> **EXERCISE**
According to the snooker player profile, which championship did Drew Henry win in 1988 as an amateur?

> **PASSAGE SHOWN**
—————
Drew Henry
- Born: 24 November 1968 (age 57)
- Sport country: Scotland
- Professional: 1991–2008
- Highest ranking: 18 (2001/2002)
- Best ranking finish: Semi-final (x3)

= Drew Henry =

Scottish snooker player

Drew Henry (born 24 November 1968) is a Scottish former professional snooker player, who spent five consecutive seasons of his career in the top 32 of the rankings, peaking at No. 18.

==Career==
As an amateur, Henry won the 1988 Scottish Amateur Championship and reached the Semi-Finals of the World Amateur Championship in the same year.

Turning professional in 1991, Henry won 51 of his first 62 career matches and rose to a ranking position of 39 within three seasons.

Spending 13 consecutive seasons within the World's top 48 players, Henry enjoyed his best form around the turn of the century, reaching three ranking event semi-finals, including the 2002 UK Championship, where he defeated Ronnie O'Sullivan 9-6 in the Quarter-Final. He was then defeated by Doherty in their sem-final match.
—————
> **Stored items**

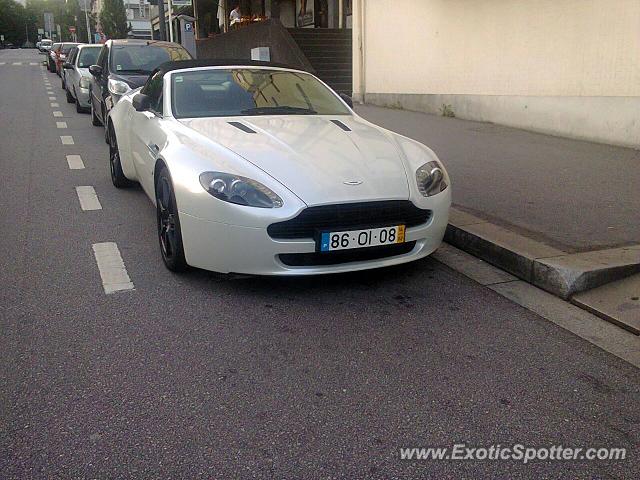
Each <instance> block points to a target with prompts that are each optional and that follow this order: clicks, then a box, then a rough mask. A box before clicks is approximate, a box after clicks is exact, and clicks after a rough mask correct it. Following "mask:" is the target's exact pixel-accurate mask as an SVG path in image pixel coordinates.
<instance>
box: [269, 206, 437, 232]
mask: <svg viewBox="0 0 640 480" xmlns="http://www.w3.org/2000/svg"><path fill="white" fill-rule="evenodd" d="M430 217H431V210H423V209H421V208H418V207H416V206H415V205H414V204H413V203H411V202H410V201H408V200H388V201H383V202H361V203H345V204H339V205H322V206H319V207H309V208H306V209H304V210H303V211H302V212H300V214H299V215H298V216H297V217H295V218H292V219H290V220H286V221H284V222H278V223H273V224H271V225H269V227H268V228H267V232H268V233H269V236H270V237H271V238H277V239H292V238H316V236H317V234H318V232H320V231H334V232H335V231H341V230H358V229H365V228H376V227H387V226H393V225H406V226H407V227H415V226H416V225H421V224H423V223H426V222H428V221H429V218H430Z"/></svg>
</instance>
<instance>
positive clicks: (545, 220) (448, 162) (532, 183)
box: [356, 105, 640, 252]
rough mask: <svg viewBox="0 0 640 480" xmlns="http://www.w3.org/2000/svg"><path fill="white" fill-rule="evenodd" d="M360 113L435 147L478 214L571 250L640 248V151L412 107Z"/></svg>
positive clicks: (474, 212)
—————
> **YOUR SOLUTION**
The Scottish Amateur Championship.